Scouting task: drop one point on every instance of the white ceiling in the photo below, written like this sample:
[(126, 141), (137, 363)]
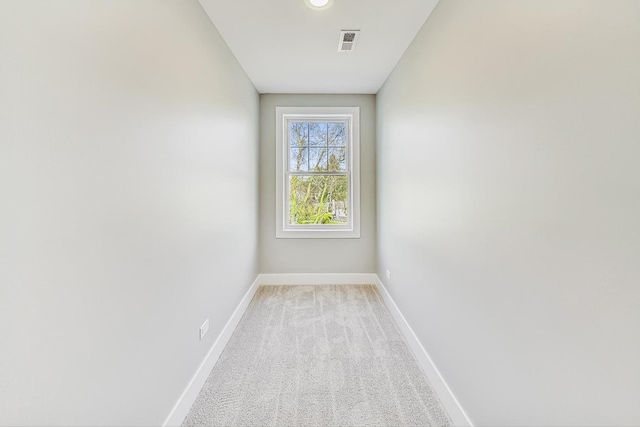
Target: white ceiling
[(285, 47)]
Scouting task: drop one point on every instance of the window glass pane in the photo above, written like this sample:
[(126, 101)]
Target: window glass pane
[(317, 134), (337, 159), (298, 159), (298, 134), (318, 159), (337, 134), (318, 200)]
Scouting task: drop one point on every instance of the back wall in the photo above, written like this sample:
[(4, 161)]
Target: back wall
[(317, 255)]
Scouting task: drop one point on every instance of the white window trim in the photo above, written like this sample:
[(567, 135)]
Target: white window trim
[(283, 229)]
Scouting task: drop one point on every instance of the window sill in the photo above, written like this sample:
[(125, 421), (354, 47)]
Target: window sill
[(317, 234)]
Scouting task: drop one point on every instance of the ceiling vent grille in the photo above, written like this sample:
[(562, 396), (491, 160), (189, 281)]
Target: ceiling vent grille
[(348, 40)]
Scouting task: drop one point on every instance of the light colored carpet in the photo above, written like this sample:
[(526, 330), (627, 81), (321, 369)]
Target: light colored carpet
[(317, 355)]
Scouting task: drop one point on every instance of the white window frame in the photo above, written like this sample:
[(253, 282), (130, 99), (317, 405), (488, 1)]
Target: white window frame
[(284, 230)]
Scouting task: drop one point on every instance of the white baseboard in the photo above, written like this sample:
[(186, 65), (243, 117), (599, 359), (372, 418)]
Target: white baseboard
[(189, 395), (318, 279), (448, 399)]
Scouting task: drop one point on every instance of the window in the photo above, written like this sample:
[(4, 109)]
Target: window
[(318, 177)]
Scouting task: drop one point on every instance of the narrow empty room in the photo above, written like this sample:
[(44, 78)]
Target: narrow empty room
[(312, 212)]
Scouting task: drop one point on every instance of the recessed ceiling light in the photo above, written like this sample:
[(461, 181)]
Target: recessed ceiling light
[(319, 4)]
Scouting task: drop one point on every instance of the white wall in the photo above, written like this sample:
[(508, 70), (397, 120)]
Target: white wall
[(317, 255), (508, 182), (128, 205)]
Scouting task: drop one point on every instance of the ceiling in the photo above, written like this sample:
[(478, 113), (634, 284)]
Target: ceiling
[(286, 47)]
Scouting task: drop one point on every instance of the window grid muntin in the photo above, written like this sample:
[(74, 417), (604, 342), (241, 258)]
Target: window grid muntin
[(318, 118)]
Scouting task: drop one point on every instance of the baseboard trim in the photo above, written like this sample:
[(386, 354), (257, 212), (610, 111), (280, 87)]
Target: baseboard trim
[(448, 399), (318, 279), (189, 395)]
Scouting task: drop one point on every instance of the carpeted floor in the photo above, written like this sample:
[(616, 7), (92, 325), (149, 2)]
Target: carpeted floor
[(317, 355)]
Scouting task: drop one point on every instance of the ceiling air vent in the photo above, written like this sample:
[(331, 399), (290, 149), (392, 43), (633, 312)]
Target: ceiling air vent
[(348, 39)]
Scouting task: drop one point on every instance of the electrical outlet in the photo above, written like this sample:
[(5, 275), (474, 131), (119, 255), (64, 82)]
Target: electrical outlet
[(204, 328)]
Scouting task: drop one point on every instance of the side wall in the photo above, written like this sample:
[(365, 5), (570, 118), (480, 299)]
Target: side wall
[(508, 200), (317, 255), (128, 186)]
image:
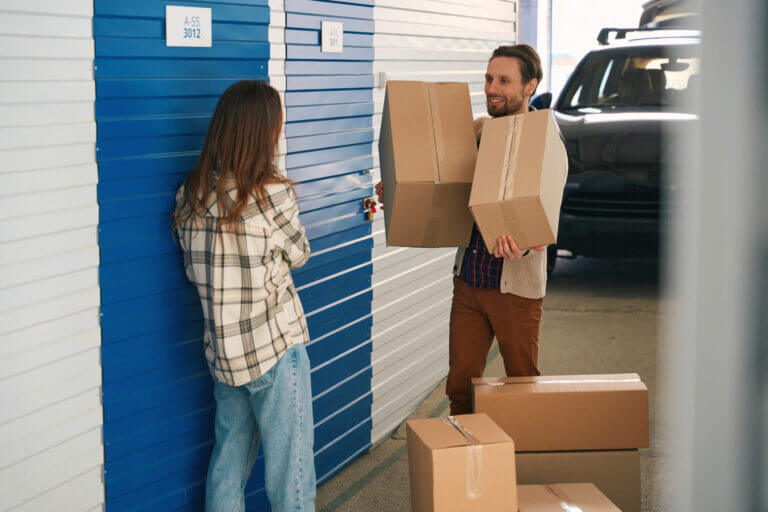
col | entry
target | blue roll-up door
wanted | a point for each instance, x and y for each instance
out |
(152, 109)
(329, 136)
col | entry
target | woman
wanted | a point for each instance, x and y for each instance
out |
(238, 226)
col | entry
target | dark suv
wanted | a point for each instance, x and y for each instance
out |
(614, 112)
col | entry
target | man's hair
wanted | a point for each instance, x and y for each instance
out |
(530, 63)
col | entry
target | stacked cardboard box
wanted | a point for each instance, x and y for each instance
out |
(427, 150)
(462, 463)
(519, 179)
(563, 497)
(576, 428)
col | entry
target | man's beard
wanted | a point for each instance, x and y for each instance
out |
(502, 109)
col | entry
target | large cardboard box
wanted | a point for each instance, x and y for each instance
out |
(615, 473)
(570, 412)
(563, 497)
(519, 179)
(428, 150)
(463, 465)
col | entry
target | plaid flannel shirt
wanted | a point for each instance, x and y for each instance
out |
(250, 305)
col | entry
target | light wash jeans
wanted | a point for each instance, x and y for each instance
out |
(276, 409)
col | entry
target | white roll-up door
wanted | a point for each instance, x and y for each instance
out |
(434, 41)
(51, 453)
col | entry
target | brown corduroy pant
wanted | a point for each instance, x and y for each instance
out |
(477, 314)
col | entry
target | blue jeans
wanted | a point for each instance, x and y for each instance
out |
(276, 409)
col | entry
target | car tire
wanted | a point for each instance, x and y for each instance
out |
(551, 259)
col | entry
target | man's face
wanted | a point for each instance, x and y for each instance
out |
(505, 92)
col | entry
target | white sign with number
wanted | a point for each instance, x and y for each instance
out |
(332, 37)
(188, 26)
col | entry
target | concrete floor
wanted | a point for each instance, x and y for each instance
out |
(600, 316)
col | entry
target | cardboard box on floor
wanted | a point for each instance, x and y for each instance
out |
(570, 412)
(615, 473)
(560, 497)
(519, 179)
(466, 466)
(427, 149)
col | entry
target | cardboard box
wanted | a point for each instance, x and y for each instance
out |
(571, 412)
(519, 179)
(461, 467)
(615, 473)
(428, 151)
(560, 497)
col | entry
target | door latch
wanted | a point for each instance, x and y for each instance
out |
(369, 206)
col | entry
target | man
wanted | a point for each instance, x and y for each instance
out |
(501, 293)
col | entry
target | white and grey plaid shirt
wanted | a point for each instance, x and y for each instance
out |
(251, 309)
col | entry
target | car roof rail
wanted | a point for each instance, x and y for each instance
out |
(621, 33)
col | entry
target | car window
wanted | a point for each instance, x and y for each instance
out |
(638, 78)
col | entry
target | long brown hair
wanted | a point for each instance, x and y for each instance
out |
(240, 149)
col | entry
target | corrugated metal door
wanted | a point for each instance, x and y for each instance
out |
(329, 135)
(432, 41)
(51, 454)
(153, 107)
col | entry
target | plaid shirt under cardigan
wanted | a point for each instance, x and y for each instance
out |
(480, 269)
(251, 309)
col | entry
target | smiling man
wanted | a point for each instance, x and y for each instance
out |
(501, 293)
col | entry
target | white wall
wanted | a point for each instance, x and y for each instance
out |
(277, 61)
(51, 452)
(716, 351)
(433, 41)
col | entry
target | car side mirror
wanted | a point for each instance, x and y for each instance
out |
(543, 100)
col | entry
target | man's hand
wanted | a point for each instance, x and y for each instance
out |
(506, 247)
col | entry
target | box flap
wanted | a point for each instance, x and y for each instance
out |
(436, 433)
(559, 497)
(527, 152)
(409, 124)
(523, 218)
(419, 209)
(492, 160)
(453, 130)
(559, 383)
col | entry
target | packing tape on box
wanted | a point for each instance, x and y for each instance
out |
(560, 381)
(563, 499)
(474, 458)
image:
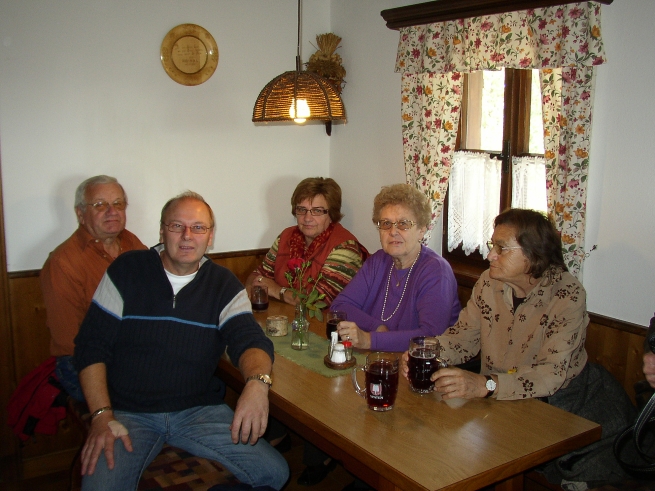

▬▬▬▬▬▬▬▬▬▬

» Exercise brief:
Please copy out the items above, from the very start down through the line containing "[(348, 40)]", and add -86 to every point coordinate in the answers. Keep everything else unchanged and leave out the pictures.

» Completed task:
Scouting task: drop one point on every instance of the white ceiling in the photo below, written like this sample:
[(126, 141), (137, 363)]
Target: white ceiling
[(199, -39)]
Scouting task: drop one point on every instance of the window glass pane in the photo above, written like this sample:
[(126, 101)]
Target: window glass pane
[(231, 48), (251, 73), (212, 73), (212, 48), (232, 73), (251, 48), (232, 114)]
Scouting task: drop one point on every instance of the back wall in the photo above, written like this sample:
[(4, 161)]
Target: back wall
[(231, 169)]
Scouting task: drop one point on every instance of the white window trim in the photo above, written like this sample:
[(567, 135)]
Target: white window trim
[(197, 143)]
Scouting task: drop one point on every instance of the window sill in the photo above, written like this sample:
[(125, 421), (354, 47)]
Target: window sill
[(231, 148)]
Scouting task: drop one point on every instance of the ceiling vent grille in the photo above, written like this sample:
[(562, 396), (491, 160), (189, 281)]
Target: ceiling vent grille
[(262, -46)]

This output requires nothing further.